Burbidge, Margaret (1919-2020), born Davenport, part of Stockport, astrophysicist who served at the University of London Observatory, Yerkes Observatory of the University of Chicago, Cavendish Laboratory in Cambridge, England, the California Institute of Technology, and, from 1979 to 1988, was first director of the Center for Astronomy and Space Sciences at the University of California at San Diego (UCSD), where she has worked since 1962.

Espin, Thomas H.E.C. [Revd.] (1858-1934), born Birmingham; after graduating from Oxford University he was appointed curate in West Kirby on the Wirral. Involved with the establishment of the Liverpool Astronomical Society.  Later he moved to County Durham and in 1888 he became vicar of Tow Law, a few miles south of Conset, County Durham, where he built his observatory there (ODNB) see Durham.

Hartnup, John Chapman (1806-85), astronomer  and first director of the Bidston Observatory (ODNB) see below.)

Longbottom, Frederick William (1850-1933), hop merchant by trade, he operated several telescopes from his garden in Chester, notable an 18½-inch Calver reflector a 12-inch f1.9 reflector, the latter used for comet photography. Longbottom was a keen astronomical photographer and went on to serve as Director of the BAA Photographic Section 1906-1926. He founded the Chester Astronomical Society in 1892 (Obit, MNRAS, 94 (1934), 281; Shears 2013a; Stroobant 1907, 59).

Lovell, Bernard (1913-2012), worked in Dorset at Worth Matravers on the development of Radar and would continue in astronomy at the forefront of radio astronomy establishing the Jodrell Bank radio observatory (Obit., A&G, 53[6] (Dec. 2012), 6.34-5).

Molyneux, Samuel (1689-1728), born Chester, politician and an amateur astronomer whose worked with James Bradley attempting to measure stellar parallax led to the discovery of the aberration of light. (see ODNB; Surrey).

**Referring expression data based on photos:**
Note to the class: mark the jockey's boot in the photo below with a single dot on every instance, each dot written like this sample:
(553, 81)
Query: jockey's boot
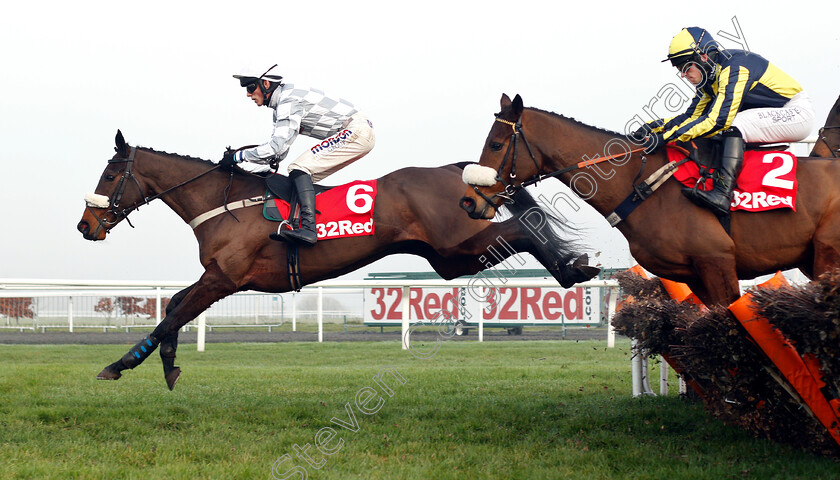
(306, 234)
(719, 198)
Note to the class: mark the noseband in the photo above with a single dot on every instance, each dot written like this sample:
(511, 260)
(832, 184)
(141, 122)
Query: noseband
(511, 152)
(114, 203)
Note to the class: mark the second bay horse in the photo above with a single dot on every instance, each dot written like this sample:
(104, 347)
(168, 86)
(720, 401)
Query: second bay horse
(667, 233)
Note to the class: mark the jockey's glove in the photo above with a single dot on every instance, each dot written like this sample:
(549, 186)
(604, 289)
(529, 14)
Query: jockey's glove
(228, 160)
(639, 135)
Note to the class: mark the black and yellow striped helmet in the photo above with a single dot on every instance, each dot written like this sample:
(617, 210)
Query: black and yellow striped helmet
(689, 44)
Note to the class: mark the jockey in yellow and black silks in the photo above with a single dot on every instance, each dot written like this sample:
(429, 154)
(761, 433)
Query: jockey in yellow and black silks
(740, 96)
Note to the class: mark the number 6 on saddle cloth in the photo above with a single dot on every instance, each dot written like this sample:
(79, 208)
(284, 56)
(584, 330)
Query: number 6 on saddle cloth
(342, 211)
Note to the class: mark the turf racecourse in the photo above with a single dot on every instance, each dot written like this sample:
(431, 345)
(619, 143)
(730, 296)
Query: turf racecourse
(542, 409)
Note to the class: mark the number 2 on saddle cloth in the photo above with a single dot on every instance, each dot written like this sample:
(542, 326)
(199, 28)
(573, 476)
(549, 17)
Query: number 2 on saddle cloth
(767, 180)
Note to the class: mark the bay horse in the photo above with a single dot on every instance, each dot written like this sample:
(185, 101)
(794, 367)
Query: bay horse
(667, 233)
(415, 213)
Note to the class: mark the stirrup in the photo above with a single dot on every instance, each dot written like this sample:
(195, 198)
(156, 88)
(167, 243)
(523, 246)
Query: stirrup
(278, 234)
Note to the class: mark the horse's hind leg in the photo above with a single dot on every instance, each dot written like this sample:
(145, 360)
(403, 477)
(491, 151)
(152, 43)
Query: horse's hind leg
(212, 286)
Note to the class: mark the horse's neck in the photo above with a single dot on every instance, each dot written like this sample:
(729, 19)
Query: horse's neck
(603, 185)
(162, 172)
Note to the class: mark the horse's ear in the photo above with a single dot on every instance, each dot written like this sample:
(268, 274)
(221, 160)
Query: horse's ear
(505, 101)
(517, 106)
(121, 147)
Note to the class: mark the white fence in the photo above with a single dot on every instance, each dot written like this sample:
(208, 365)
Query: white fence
(41, 304)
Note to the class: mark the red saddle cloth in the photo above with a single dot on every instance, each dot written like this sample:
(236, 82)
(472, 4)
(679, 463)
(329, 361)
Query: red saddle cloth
(767, 180)
(342, 211)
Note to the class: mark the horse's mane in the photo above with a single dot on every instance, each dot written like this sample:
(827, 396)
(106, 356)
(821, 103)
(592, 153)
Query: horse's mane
(184, 157)
(576, 122)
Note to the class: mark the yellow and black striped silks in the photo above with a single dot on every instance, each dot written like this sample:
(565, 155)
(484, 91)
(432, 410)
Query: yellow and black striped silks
(743, 80)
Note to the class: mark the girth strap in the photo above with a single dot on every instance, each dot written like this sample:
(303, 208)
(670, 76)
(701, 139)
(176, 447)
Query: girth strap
(248, 202)
(642, 191)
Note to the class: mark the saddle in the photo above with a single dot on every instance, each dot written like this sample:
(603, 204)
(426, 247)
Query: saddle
(705, 152)
(280, 187)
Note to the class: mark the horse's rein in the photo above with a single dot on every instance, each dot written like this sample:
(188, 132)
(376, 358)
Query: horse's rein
(511, 189)
(114, 203)
(821, 138)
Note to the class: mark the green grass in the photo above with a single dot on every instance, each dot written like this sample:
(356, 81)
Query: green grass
(493, 410)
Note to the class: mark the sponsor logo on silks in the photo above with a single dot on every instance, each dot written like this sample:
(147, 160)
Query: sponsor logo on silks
(330, 144)
(759, 200)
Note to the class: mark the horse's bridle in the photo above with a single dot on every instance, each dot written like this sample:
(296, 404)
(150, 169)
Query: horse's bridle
(114, 202)
(511, 152)
(511, 188)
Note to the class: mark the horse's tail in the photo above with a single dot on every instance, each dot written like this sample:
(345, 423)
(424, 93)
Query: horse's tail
(562, 258)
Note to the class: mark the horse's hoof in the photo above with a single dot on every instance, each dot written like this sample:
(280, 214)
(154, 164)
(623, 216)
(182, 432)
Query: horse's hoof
(172, 377)
(106, 374)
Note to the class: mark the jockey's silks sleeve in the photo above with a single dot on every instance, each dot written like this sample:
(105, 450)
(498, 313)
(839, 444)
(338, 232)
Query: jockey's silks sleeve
(743, 81)
(307, 111)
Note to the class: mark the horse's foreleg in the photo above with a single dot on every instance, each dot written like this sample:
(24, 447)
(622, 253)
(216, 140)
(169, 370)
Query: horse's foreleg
(212, 286)
(718, 278)
(169, 343)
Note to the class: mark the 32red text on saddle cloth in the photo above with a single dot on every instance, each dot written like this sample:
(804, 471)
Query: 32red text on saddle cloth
(342, 211)
(767, 181)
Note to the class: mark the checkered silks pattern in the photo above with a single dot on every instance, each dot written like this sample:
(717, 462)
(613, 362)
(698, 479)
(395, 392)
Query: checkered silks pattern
(300, 109)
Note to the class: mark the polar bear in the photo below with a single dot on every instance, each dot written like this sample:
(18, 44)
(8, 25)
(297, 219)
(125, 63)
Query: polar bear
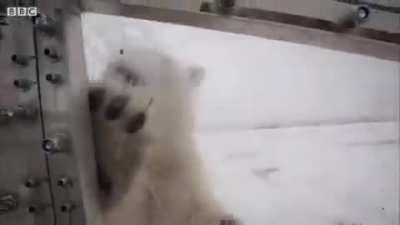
(150, 172)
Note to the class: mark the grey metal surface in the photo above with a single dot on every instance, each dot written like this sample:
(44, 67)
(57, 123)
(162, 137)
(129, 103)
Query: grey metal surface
(349, 42)
(66, 115)
(21, 156)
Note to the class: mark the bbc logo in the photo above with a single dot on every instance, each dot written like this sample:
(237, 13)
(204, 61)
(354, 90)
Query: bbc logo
(22, 11)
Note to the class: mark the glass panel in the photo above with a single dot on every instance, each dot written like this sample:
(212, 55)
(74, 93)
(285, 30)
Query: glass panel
(290, 133)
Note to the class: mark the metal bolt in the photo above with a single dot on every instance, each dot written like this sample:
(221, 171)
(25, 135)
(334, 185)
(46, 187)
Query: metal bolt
(26, 112)
(67, 207)
(64, 182)
(23, 84)
(3, 21)
(8, 203)
(363, 13)
(32, 183)
(54, 78)
(22, 60)
(52, 54)
(55, 144)
(37, 208)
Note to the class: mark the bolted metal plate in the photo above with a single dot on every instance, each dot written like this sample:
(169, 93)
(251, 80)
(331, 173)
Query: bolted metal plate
(21, 156)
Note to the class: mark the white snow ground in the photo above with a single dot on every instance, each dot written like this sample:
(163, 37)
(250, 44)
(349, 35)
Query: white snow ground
(291, 134)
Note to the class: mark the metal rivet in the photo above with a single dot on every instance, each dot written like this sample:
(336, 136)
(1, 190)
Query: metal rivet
(67, 207)
(23, 84)
(8, 203)
(46, 25)
(37, 208)
(225, 3)
(55, 144)
(52, 54)
(363, 13)
(54, 78)
(6, 115)
(64, 182)
(26, 112)
(22, 60)
(32, 183)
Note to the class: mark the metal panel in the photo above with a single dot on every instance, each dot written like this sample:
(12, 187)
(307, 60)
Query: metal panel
(23, 169)
(66, 115)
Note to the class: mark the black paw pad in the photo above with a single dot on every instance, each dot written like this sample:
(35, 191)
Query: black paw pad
(135, 123)
(96, 96)
(116, 106)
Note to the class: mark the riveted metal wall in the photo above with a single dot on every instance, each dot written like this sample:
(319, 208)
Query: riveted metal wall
(25, 197)
(47, 168)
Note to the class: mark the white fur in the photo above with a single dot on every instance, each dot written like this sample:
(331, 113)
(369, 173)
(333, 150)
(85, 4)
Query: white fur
(157, 173)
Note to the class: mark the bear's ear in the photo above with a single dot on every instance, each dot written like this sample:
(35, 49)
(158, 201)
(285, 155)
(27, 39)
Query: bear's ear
(197, 74)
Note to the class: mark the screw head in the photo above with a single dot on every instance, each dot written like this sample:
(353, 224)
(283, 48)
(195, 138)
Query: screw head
(363, 13)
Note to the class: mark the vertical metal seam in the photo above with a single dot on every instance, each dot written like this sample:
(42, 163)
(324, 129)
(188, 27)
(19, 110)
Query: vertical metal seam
(47, 160)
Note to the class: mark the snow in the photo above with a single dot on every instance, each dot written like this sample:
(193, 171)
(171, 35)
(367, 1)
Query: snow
(291, 134)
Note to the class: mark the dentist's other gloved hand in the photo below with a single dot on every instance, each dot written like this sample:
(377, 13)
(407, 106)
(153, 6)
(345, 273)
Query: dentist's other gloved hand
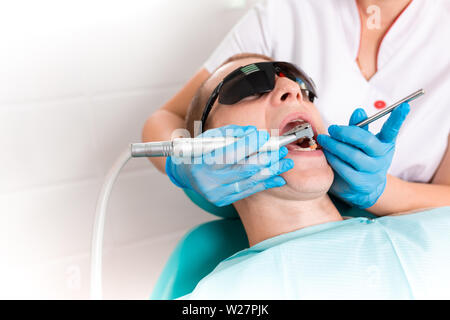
(240, 175)
(360, 160)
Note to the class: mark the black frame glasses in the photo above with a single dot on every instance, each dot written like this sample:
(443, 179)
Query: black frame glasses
(256, 79)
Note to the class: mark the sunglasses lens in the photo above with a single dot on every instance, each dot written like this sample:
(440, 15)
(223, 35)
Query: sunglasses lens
(250, 80)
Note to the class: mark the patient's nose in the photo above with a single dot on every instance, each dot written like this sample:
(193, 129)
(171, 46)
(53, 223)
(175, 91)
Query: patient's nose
(285, 91)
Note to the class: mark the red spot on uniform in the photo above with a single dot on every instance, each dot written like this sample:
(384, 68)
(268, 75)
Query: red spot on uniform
(380, 104)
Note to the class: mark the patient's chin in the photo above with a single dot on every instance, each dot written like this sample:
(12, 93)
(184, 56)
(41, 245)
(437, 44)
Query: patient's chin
(307, 184)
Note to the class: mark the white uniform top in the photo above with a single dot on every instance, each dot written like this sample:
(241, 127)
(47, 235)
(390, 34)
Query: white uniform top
(322, 37)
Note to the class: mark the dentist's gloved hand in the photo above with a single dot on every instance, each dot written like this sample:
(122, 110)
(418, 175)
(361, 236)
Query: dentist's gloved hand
(240, 176)
(360, 160)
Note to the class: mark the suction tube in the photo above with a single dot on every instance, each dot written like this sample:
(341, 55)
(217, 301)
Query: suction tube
(99, 224)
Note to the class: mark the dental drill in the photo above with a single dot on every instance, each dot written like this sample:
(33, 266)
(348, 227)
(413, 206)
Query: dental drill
(183, 147)
(189, 147)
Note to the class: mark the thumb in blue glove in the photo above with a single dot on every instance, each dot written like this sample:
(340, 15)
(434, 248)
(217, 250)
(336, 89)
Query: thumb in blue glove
(245, 172)
(360, 160)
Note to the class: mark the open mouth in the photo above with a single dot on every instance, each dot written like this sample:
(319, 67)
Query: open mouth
(305, 144)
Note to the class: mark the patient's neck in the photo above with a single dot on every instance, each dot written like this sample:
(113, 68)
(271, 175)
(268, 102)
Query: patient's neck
(265, 217)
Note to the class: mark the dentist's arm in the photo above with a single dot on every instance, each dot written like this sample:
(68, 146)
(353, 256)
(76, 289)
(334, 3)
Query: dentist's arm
(361, 160)
(160, 125)
(403, 196)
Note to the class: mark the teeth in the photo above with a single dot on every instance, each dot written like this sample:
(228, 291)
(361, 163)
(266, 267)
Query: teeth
(303, 149)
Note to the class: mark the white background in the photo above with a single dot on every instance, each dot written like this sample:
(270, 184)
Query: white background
(78, 79)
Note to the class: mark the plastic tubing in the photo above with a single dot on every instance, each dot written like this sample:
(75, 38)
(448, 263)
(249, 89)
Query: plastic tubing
(99, 224)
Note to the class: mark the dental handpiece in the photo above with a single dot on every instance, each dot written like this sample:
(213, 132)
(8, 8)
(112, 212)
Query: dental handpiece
(190, 147)
(389, 109)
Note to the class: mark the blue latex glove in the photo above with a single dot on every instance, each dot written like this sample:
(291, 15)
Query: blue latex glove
(360, 160)
(241, 176)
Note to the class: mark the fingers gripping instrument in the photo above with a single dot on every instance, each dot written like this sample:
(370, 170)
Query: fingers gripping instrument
(191, 147)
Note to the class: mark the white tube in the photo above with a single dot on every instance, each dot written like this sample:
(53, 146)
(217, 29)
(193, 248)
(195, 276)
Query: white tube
(99, 224)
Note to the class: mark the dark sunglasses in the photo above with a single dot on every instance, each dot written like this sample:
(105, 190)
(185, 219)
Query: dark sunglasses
(256, 79)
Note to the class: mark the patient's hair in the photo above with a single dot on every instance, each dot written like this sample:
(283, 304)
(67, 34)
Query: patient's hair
(201, 97)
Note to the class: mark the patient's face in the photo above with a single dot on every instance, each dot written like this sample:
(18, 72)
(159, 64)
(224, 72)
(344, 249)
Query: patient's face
(311, 175)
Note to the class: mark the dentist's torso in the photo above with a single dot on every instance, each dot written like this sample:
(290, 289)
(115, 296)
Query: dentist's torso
(323, 37)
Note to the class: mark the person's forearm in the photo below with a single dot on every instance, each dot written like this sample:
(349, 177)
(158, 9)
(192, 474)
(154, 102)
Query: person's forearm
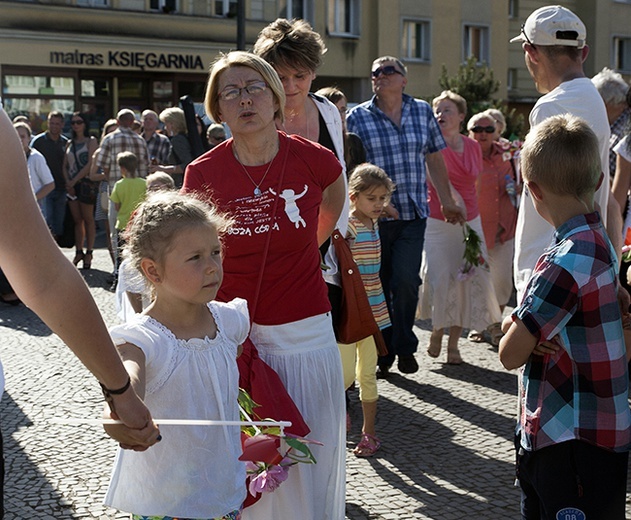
(331, 208)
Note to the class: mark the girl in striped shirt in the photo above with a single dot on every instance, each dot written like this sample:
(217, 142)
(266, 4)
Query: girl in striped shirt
(370, 190)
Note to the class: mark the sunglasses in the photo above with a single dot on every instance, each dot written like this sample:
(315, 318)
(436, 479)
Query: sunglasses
(526, 36)
(388, 70)
(480, 129)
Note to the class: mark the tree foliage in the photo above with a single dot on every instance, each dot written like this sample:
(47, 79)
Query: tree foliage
(476, 83)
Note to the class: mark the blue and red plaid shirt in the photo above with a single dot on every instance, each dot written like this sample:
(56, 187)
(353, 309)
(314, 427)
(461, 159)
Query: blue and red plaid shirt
(400, 150)
(581, 391)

**What is being asked:** Could you carry on the list of astronomers' biographical entries after the Molyneux entry?

**Result for this task:**
Plummer, William (1849-1928), born near Greenwich. Trained at the ROG as a computer, and qualifying as an observer on the transit, in 1868 he joined Bishop’s Regent’s Park Observatory. Plummer later asserted that whatever skills he had acquired he owed to Bishop’s observer, John Hind. In 1874 Plummer was appointed First Assistant at the new University of Oxford Observatory. Professor Charles Pritchard never observed at Oxford, and the principal work fell to Plummer, as Pritchard always generously acknowledged. In 1892 Plummer was appointed director of the Mersey Docks and Harbour Board’s Bidston Observatory, and remained there until his death. William’s son Henry Crozier Plummer became the first graduate assistant at the University of Oxford’s Observatory, and by appointment to Dublin in 1912 the only Oxford graduate between 1842 and 1939 to direct a British observatory (‘Obit., MNRAS, 89 [4] (1929), 320-23).

Rackham, Thomas William [Dr; FRAS] (1919-2001), who studied at University of Manchester (BSc 1961, PhD 1966), director of the Armagh Planetarium (1968 -71). Later worked at the Jodrell Bank Observatory as assistant to Bernard Lovell. He wrote books on the Moon and astronomical photography (Obit. JBAA, 111 (2001), p.291).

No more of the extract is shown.